**Data entries:**
--- Begin ---

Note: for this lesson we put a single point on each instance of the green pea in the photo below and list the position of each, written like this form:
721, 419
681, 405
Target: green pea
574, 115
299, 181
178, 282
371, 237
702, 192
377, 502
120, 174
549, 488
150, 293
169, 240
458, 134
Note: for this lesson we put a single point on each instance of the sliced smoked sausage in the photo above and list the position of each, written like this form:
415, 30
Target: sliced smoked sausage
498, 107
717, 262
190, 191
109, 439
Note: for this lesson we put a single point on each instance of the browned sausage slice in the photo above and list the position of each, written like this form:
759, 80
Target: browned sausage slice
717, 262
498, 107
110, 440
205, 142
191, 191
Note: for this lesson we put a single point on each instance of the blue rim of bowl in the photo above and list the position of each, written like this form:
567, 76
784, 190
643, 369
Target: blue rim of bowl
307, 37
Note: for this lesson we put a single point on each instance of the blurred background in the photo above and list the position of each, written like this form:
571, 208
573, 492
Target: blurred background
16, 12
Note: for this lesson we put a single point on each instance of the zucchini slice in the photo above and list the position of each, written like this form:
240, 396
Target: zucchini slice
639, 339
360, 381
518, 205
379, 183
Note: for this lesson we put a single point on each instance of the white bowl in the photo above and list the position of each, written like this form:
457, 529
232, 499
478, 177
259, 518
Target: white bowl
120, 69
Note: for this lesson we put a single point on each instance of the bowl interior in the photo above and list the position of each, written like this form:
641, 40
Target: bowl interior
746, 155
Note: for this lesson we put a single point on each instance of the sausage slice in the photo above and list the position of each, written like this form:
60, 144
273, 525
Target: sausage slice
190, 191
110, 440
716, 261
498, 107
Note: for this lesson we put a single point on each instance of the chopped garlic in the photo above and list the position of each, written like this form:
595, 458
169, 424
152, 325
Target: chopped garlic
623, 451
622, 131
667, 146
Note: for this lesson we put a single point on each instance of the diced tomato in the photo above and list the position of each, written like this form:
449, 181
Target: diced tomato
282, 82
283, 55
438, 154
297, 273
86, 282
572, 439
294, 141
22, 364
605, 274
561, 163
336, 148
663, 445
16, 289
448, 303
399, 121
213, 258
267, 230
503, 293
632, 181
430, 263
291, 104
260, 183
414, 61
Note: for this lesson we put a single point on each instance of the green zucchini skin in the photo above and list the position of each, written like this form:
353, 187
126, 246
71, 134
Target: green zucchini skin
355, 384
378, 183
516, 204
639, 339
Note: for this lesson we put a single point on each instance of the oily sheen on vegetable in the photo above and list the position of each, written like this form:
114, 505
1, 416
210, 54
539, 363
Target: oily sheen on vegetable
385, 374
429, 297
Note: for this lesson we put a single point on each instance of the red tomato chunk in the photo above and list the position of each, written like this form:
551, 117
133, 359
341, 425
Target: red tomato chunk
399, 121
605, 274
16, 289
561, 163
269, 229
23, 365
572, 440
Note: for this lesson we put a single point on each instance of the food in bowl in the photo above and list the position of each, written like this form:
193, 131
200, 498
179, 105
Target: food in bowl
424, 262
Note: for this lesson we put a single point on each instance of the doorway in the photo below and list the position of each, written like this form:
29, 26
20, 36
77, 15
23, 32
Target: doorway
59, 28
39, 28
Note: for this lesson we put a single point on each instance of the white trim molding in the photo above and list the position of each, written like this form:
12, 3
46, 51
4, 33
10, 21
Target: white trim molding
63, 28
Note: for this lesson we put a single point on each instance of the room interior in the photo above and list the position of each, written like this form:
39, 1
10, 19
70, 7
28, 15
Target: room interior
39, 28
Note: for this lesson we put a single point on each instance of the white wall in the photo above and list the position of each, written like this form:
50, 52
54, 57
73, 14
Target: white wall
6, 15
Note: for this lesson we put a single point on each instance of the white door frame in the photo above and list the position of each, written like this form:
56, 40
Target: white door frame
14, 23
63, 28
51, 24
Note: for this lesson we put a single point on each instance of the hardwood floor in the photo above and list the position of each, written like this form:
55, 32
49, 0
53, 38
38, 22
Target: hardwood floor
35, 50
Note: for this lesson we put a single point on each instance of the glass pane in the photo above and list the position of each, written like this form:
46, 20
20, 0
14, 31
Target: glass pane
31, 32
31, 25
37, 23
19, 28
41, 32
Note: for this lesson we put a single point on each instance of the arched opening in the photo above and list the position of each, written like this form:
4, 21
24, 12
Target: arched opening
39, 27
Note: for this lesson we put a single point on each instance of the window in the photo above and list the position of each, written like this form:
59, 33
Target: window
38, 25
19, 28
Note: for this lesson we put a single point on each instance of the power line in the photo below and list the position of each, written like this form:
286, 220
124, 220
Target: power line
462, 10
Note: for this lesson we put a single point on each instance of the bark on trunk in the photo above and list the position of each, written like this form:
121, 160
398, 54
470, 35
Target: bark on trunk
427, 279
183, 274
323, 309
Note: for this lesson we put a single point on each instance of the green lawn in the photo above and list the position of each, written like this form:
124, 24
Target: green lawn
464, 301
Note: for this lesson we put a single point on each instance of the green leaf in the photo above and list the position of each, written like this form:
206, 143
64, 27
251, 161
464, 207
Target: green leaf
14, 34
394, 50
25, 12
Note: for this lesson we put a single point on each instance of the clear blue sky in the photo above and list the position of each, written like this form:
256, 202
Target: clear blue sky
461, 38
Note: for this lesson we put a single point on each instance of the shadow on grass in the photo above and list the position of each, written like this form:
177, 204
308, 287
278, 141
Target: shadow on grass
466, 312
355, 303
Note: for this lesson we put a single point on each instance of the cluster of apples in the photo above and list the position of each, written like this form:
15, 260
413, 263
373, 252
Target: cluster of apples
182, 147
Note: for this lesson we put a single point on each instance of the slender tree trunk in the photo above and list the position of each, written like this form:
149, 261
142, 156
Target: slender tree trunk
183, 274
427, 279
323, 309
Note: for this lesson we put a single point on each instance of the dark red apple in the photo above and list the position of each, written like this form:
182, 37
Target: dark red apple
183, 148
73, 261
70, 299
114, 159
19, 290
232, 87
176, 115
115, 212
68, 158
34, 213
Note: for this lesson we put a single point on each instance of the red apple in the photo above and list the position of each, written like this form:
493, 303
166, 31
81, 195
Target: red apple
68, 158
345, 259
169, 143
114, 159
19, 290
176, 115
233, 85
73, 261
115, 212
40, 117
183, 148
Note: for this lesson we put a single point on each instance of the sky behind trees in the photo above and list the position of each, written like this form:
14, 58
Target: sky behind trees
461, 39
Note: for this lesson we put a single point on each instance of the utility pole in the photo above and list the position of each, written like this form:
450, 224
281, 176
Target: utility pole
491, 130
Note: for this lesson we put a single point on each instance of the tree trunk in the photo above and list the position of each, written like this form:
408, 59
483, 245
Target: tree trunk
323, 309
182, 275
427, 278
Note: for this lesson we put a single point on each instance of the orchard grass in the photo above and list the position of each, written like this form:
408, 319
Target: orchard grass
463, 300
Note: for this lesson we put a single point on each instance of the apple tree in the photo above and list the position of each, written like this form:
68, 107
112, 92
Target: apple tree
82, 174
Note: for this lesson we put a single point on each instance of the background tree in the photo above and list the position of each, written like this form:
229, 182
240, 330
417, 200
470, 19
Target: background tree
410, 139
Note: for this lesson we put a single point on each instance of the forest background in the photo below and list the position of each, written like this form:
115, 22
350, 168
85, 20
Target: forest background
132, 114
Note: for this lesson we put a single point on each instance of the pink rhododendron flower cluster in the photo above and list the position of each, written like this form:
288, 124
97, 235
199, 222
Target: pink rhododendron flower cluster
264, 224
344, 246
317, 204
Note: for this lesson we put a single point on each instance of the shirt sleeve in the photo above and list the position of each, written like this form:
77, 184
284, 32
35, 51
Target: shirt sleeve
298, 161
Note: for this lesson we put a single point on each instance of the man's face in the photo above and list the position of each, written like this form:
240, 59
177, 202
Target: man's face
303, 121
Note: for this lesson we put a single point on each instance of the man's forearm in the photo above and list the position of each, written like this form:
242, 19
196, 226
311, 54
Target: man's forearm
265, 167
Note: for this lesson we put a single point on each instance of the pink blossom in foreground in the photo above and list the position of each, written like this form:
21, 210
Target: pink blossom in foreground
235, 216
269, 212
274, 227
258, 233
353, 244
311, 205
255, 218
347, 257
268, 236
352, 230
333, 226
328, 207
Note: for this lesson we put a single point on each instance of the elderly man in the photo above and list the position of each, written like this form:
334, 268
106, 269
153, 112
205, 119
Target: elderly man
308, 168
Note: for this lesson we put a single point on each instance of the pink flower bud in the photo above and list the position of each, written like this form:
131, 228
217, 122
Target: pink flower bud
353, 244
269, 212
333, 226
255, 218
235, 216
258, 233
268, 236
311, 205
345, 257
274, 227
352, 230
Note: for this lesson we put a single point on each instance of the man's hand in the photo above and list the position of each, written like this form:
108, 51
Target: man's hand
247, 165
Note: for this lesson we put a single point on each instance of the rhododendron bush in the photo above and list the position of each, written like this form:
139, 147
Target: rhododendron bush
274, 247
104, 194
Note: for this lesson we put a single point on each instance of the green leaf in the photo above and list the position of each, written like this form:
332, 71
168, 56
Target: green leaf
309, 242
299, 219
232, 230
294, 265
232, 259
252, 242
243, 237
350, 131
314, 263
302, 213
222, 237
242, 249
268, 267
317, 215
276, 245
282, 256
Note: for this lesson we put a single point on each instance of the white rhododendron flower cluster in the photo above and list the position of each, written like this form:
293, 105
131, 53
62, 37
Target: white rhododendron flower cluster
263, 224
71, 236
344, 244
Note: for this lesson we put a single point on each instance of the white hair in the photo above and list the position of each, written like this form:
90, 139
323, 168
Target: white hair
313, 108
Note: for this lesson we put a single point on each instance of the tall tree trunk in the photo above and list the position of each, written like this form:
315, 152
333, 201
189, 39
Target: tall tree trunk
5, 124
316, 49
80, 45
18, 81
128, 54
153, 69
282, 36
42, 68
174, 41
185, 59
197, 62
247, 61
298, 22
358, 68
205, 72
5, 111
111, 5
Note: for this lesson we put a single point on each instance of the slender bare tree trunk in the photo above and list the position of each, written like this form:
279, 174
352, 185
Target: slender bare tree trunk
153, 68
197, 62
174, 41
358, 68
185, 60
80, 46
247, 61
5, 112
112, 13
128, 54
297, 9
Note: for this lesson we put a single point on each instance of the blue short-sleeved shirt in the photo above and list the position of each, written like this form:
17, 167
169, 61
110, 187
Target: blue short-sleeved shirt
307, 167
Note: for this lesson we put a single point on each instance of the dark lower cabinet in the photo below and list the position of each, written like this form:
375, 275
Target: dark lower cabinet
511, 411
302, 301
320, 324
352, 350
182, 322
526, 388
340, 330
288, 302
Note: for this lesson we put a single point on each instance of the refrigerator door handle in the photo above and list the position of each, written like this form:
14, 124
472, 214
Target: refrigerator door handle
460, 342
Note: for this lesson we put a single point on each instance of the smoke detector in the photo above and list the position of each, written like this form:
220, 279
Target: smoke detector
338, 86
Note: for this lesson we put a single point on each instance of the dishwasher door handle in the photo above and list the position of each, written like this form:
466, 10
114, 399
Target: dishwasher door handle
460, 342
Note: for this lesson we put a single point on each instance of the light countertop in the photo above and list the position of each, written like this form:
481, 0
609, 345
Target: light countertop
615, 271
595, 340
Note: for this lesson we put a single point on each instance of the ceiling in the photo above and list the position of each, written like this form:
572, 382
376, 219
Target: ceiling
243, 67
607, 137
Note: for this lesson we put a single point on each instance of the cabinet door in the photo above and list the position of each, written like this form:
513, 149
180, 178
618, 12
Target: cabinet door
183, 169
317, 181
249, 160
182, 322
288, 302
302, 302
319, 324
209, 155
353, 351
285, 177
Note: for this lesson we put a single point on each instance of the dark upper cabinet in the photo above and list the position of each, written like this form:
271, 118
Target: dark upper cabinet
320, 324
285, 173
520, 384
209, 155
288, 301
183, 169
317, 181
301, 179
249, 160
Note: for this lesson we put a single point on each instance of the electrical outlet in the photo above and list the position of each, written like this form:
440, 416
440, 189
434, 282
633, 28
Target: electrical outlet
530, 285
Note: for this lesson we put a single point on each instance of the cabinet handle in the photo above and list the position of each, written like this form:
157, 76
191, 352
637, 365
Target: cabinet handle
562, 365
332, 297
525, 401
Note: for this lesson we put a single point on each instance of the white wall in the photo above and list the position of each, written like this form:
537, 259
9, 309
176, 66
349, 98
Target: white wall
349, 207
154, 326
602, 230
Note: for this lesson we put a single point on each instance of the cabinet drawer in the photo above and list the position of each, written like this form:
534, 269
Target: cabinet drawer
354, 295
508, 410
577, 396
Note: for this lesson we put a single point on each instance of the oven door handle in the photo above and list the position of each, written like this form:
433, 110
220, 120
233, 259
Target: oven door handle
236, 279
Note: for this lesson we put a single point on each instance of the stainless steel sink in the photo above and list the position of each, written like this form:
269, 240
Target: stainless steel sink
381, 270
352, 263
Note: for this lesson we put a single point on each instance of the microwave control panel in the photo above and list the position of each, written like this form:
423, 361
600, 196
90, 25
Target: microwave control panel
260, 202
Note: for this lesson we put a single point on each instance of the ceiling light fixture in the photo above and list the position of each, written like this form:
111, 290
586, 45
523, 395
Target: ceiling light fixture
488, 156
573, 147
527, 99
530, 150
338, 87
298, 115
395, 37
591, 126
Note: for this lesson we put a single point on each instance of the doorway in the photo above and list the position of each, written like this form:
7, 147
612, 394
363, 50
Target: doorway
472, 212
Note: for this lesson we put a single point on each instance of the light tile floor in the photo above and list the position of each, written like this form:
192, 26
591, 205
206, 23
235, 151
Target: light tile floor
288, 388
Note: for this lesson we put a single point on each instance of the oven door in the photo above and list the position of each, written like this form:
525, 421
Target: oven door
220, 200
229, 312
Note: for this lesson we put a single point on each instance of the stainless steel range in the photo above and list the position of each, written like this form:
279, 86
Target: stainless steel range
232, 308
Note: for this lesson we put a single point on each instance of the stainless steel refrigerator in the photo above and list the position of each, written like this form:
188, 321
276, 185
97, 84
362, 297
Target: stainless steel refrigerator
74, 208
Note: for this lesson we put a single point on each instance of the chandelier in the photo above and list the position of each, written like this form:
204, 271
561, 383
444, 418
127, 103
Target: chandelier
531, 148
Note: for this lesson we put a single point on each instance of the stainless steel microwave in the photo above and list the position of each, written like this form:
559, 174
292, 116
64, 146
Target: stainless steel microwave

--- End ---

**Requirement:** Copy the listing above again, starting at the line that contains "steel refrigerator in" and continuing through its last line. Substitute "pendant lamp" for "chandelier" and keep everything else the same.

**Solution for this exercise:**
Note: for this lesson we put a single point on each instance of the stainless steel refrigerator in the photo above and list the position of each, written like this form:
188, 321
276, 185
97, 84
362, 297
Target: stainless steel refrigerator
74, 208
Note: for this lesson we put a single point on each instance of the pendant lamp in the photo above and list the position of each, written like this form:
204, 271
561, 383
444, 418
127, 103
Target: pendant lamp
531, 148
Note: for this lesson we put a single point on each instance of the stainless steel microwave in the photo above and list the position of each, written like this form:
559, 174
292, 116
64, 146
Target: stainless steel microwave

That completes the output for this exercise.